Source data
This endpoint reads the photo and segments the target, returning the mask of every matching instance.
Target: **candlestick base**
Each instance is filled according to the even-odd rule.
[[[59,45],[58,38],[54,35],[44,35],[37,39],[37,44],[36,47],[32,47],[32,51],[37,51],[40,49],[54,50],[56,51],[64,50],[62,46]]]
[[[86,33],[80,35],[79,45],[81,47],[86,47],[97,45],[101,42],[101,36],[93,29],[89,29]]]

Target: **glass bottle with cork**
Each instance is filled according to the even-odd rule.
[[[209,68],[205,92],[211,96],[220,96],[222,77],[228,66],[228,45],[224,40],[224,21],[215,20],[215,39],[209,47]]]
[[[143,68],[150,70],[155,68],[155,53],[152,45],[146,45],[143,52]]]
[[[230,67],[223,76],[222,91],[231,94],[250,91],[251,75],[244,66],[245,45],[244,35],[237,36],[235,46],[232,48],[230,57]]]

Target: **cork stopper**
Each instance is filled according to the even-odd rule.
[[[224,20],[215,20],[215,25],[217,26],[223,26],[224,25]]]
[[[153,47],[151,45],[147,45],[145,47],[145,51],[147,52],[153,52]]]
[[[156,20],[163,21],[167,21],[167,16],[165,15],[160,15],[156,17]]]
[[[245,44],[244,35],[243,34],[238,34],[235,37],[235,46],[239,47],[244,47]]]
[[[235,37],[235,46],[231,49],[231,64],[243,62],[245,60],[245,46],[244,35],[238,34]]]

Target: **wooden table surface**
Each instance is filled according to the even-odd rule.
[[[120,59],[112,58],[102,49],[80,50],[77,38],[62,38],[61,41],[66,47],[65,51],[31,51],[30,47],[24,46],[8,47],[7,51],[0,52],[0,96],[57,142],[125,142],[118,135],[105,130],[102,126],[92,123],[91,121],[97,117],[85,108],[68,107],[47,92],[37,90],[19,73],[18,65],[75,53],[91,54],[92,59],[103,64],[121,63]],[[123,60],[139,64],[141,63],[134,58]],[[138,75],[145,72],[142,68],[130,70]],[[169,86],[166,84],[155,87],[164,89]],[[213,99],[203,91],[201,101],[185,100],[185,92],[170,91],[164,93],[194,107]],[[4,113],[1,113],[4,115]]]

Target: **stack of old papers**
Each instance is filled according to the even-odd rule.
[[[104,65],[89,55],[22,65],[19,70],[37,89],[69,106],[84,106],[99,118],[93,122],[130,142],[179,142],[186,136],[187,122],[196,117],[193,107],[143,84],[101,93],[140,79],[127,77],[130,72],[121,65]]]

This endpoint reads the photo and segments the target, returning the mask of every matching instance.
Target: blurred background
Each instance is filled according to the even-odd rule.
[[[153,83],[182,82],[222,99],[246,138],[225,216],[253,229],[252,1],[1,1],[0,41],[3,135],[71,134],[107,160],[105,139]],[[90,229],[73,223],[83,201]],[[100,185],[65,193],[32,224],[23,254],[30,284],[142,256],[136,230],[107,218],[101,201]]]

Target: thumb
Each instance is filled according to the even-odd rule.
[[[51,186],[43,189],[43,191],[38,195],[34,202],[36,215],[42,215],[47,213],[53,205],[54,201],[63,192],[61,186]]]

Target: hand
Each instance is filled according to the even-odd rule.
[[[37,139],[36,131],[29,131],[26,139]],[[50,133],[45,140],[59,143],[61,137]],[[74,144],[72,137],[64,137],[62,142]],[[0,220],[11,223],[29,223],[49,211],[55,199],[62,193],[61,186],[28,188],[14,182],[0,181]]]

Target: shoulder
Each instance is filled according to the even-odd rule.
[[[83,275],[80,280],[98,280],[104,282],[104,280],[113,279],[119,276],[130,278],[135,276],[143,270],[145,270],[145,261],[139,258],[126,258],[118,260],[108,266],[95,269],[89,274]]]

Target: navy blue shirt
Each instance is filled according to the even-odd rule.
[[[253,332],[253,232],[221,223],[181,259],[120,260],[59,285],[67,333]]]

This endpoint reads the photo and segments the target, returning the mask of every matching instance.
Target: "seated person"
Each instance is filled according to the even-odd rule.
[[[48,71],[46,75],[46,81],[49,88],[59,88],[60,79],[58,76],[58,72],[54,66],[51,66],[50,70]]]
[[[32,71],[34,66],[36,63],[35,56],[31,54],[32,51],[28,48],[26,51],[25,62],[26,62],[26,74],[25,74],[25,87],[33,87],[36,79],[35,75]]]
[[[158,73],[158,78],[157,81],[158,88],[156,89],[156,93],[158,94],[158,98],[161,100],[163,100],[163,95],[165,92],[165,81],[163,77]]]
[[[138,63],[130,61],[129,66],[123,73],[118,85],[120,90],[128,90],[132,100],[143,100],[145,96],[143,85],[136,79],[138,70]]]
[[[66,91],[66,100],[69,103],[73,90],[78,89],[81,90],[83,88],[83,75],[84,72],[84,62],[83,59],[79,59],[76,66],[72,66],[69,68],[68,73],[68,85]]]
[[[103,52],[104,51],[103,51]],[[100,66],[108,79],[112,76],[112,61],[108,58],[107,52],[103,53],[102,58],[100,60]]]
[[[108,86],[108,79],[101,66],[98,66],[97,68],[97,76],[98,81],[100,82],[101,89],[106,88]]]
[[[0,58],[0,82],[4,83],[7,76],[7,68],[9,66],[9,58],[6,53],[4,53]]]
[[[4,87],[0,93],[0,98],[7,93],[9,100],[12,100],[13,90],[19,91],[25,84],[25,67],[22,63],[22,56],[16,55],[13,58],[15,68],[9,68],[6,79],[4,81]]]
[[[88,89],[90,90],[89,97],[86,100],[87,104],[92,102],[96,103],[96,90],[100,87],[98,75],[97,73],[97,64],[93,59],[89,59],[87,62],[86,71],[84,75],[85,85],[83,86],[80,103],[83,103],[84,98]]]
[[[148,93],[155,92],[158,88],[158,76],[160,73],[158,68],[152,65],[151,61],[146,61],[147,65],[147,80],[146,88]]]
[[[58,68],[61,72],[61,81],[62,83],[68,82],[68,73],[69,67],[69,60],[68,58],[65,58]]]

Set task:
Give all the entries again exactly; leave none out.

Output for this task:
This endpoint reads the photo and segments the target, returning the mask of every matching instance.
Target: **candlestick base**
Each instance is filled according to the even-odd rule.
[[[59,45],[58,38],[54,35],[44,35],[37,39],[37,44],[36,47],[32,47],[32,51],[37,51],[40,49],[54,50],[56,51],[64,50],[62,46]]]
[[[86,33],[80,35],[79,45],[81,47],[86,47],[97,45],[101,42],[101,36],[93,29],[89,29]]]

Target: **glass bottle with cork**
Each instance is filled according to the even-odd rule.
[[[209,68],[205,92],[211,96],[220,96],[222,77],[228,66],[228,45],[224,40],[224,21],[215,20],[215,39],[209,47]]]
[[[143,68],[150,70],[155,68],[155,53],[152,45],[146,45],[143,52]]]
[[[230,67],[223,76],[222,91],[231,94],[250,91],[251,75],[244,66],[245,45],[244,35],[237,36],[235,46],[232,48],[230,57]]]

Target: **cork stopper**
Each instance is filled according to the even-odd rule.
[[[224,20],[215,20],[215,25],[217,26],[223,26],[224,25]]]
[[[153,47],[151,45],[147,45],[145,47],[145,51],[147,52],[153,52]]]
[[[156,20],[163,21],[167,21],[167,16],[165,15],[160,15],[156,17]]]
[[[245,44],[244,35],[243,34],[238,34],[235,37],[235,46],[239,47],[244,47]]]
[[[235,37],[235,46],[231,49],[231,64],[243,62],[245,60],[245,46],[244,35],[238,34]]]

Target: **wooden table surface**
Each instance is filled according to the even-odd rule.
[[[120,59],[112,58],[102,49],[80,50],[77,38],[62,38],[61,41],[66,47],[65,51],[31,51],[30,47],[24,46],[8,47],[7,51],[0,52],[0,96],[57,142],[125,142],[118,135],[105,130],[102,126],[92,123],[91,121],[97,117],[85,108],[68,107],[47,92],[37,90],[19,73],[18,65],[75,53],[91,54],[92,59],[103,64],[121,63]],[[123,60],[139,64],[141,63],[134,58]],[[138,75],[145,72],[142,68],[130,70]],[[169,86],[166,84],[155,87],[164,89]],[[213,99],[203,91],[201,101],[185,100],[185,92],[170,91],[164,93],[194,107]],[[4,113],[1,113],[4,115]]]

Target: **stack of old papers**
Each instance is filled according to the even-odd rule.
[[[104,65],[89,55],[22,65],[19,70],[37,89],[69,106],[84,106],[99,118],[93,122],[130,142],[179,142],[186,136],[187,122],[196,117],[193,107],[143,84],[101,93],[140,79],[127,77],[130,72],[121,65]]]

This endpoint reads the photo and segments the target, returning the mask of every matching instance.
Target: blurred background
Each instance is filled according to the even-odd rule.
[[[153,83],[182,82],[222,99],[246,138],[225,216],[253,229],[252,1],[1,1],[0,41],[3,135],[71,134],[107,160],[105,139]],[[90,229],[73,223],[83,201]],[[100,185],[65,193],[32,224],[23,254],[30,284],[142,256],[136,230],[107,218],[101,201]]]

Target: thumb
Each instance is filled according to the even-odd rule.
[[[51,186],[43,189],[43,191],[38,195],[34,202],[36,215],[42,215],[47,213],[53,205],[54,201],[63,192],[61,186]]]

Target: hand
Each instance is filled according to the even-odd rule.
[[[37,139],[36,131],[29,131],[26,139]],[[50,133],[45,140],[59,143],[61,137]],[[74,144],[72,137],[64,137],[62,142]],[[0,220],[11,223],[29,223],[49,211],[55,199],[62,193],[61,186],[28,188],[14,182],[0,181]]]

Target: shoulder
Each instance is filled according to the even-odd rule.
[[[83,275],[80,280],[98,280],[104,282],[104,280],[113,279],[119,276],[130,278],[135,276],[143,270],[145,270],[145,261],[139,258],[126,258],[118,260],[108,266],[95,269],[89,274]]]

Target: navy blue shirt
Each instance is filled according to the even-odd rule.
[[[253,332],[253,232],[221,223],[181,259],[120,260],[59,285],[67,333]]]

This endpoint reads the photo and segments the target, returning the mask of every matching instance.
Target: "seated person"
Each instance is filled according to the even-odd rule.
[[[48,71],[46,75],[46,81],[49,88],[59,88],[60,79],[58,76],[58,72],[54,66],[51,66],[50,70]]]
[[[32,71],[34,66],[36,63],[35,56],[31,54],[32,51],[28,48],[26,51],[25,62],[26,62],[26,74],[25,74],[25,87],[33,87],[36,79],[35,75]]]
[[[158,73],[158,78],[157,81],[158,88],[156,89],[156,93],[158,94],[158,98],[161,100],[163,100],[163,95],[165,92],[165,81],[163,77]]]
[[[138,63],[130,61],[129,66],[123,73],[118,85],[120,90],[128,90],[132,100],[143,100],[145,96],[143,85],[136,79],[138,70]]]
[[[66,91],[66,100],[69,103],[73,90],[78,89],[81,90],[83,88],[83,75],[84,72],[84,62],[83,59],[79,59],[76,66],[72,66],[69,68],[68,73],[68,85]]]
[[[103,52],[104,51],[103,51]],[[100,66],[108,79],[112,76],[112,61],[108,58],[107,52],[103,53],[102,58],[100,60]]]
[[[108,86],[108,79],[101,66],[98,66],[97,68],[97,76],[98,81],[100,82],[101,89],[106,88]]]
[[[0,58],[0,82],[4,83],[7,76],[7,68],[9,66],[9,58],[6,53],[4,53]]]
[[[4,87],[0,93],[0,98],[7,93],[9,100],[12,100],[13,90],[19,91],[25,84],[25,67],[22,63],[22,56],[16,55],[13,58],[15,68],[9,68],[6,79],[4,81]]]
[[[88,89],[90,90],[89,97],[86,100],[87,104],[92,102],[96,103],[96,90],[100,87],[98,75],[97,73],[97,64],[93,59],[89,59],[87,62],[86,71],[84,75],[85,85],[83,86],[80,103],[83,103],[84,98]]]
[[[148,93],[155,92],[158,88],[158,76],[160,73],[158,68],[152,65],[151,61],[146,61],[147,65],[147,80],[146,88]]]
[[[58,68],[61,72],[61,81],[62,83],[68,82],[68,73],[69,67],[69,60],[68,58],[65,58]]]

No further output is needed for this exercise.